• [Exercise task]: Please copy every line of the data below word for word, without changing anything.

(Raw data)
══════════

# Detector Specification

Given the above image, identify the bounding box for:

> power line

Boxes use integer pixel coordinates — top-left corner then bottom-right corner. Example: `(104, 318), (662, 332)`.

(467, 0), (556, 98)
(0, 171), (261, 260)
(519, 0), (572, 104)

══════════

• [Solution for this task]:
# Detector Specification

Given the above image, identify the bounding box for:

> power line

Boxes use integer pixel coordinates — top-left corner then bottom-right corner. Example: `(104, 318), (662, 332)`.

(467, 0), (556, 98)
(0, 171), (261, 260)
(519, 0), (572, 104)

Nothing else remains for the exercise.